Problem details:
Could you repeat, word for word, every line from the one containing "shrub and record the coordinates." through the final line of the records below, and nothing else?

Data extract:

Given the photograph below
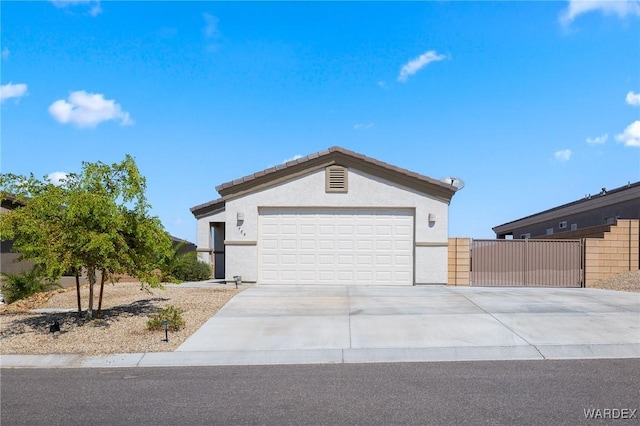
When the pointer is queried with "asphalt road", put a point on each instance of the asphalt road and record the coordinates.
(491, 392)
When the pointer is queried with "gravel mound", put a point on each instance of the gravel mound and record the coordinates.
(627, 281)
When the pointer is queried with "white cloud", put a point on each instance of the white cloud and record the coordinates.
(56, 178)
(363, 126)
(633, 98)
(563, 155)
(11, 90)
(598, 140)
(88, 110)
(416, 64)
(295, 157)
(631, 135)
(621, 8)
(211, 26)
(93, 5)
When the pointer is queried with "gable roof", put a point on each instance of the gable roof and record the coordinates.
(333, 156)
(342, 157)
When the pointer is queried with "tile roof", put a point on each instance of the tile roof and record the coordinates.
(327, 152)
(333, 155)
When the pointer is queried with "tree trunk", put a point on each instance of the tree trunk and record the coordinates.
(99, 314)
(78, 293)
(91, 275)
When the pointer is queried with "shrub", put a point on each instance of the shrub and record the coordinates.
(180, 267)
(171, 314)
(24, 284)
(191, 269)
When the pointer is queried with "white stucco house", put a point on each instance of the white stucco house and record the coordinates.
(333, 217)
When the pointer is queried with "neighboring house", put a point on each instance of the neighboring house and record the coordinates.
(334, 217)
(587, 217)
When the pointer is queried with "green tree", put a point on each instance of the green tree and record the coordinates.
(97, 221)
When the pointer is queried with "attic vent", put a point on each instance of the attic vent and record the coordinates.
(336, 179)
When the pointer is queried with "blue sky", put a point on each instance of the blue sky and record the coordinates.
(533, 104)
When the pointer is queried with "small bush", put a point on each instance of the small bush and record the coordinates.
(191, 269)
(24, 284)
(171, 314)
(178, 267)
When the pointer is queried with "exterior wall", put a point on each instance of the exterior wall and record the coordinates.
(309, 191)
(617, 252)
(459, 261)
(203, 242)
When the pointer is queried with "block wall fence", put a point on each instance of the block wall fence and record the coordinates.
(618, 251)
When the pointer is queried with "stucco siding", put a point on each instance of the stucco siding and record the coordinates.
(204, 241)
(431, 265)
(365, 191)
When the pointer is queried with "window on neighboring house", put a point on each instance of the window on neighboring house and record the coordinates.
(336, 179)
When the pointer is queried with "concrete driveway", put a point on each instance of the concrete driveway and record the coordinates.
(296, 324)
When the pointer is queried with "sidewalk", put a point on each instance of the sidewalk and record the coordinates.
(316, 325)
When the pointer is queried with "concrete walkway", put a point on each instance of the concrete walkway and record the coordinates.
(297, 325)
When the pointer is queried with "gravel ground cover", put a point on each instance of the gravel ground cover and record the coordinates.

Task output:
When the pointer is queried with "shrub", put a point on each instance of the shrub and record the coordinates.
(180, 267)
(171, 314)
(24, 284)
(191, 269)
When the pointer is queried with "white stucco house", put a point on each instance of the white stucco house and record the coordinates.
(333, 217)
When the pointer is queried with "neighboring house", put a point on each instance of the neighboring house and record the coordinates.
(334, 217)
(587, 217)
When the pointer is queried with "green tree", put a point on each instance of the green tree and record the coordinates.
(97, 221)
When the pointer is queried with "attic vent", put a point on each instance of the attic vent and record the coordinates.
(336, 179)
When the pointer is queried with "blue sky", put a point on each instance of the blue sky and record the coordinates.
(533, 104)
When the pointer is queried with "small bush", put a point on each instance of the small bush and record the coordinates.
(191, 269)
(24, 284)
(171, 314)
(178, 267)
When the pointer is queried with "exterior wall", put a point on each instance of the exterior wall and record the coordinates.
(309, 191)
(617, 252)
(459, 261)
(203, 242)
When the pointer is queried with "block wall fence", put a point on each instance of the block wall fence and record the coordinates.
(618, 251)
When the pointer is queried with "stucco siding", put a point on each instance of the stucco siding and record the coordinates.
(204, 241)
(431, 265)
(365, 191)
When the pointer is queried with "window on neighboring house", put a point on each instance of the window on neighboring house and record the coordinates.
(336, 179)
When the pointer is queried with "concrete driveway", put a point on each instance of the concrete driveway and record the coordinates.
(296, 324)
When the pointer is queried with "sidewalk", put a point on each instance of the sidewalk and record the coordinates.
(316, 325)
When the pointer is queried with "concrete walkway", put a point on each instance of the concrete walkway and record the coordinates.
(297, 325)
When the pointer is queried with "gravel ground cover", put a point on each instance of the gravel ground cover and record the coordinates.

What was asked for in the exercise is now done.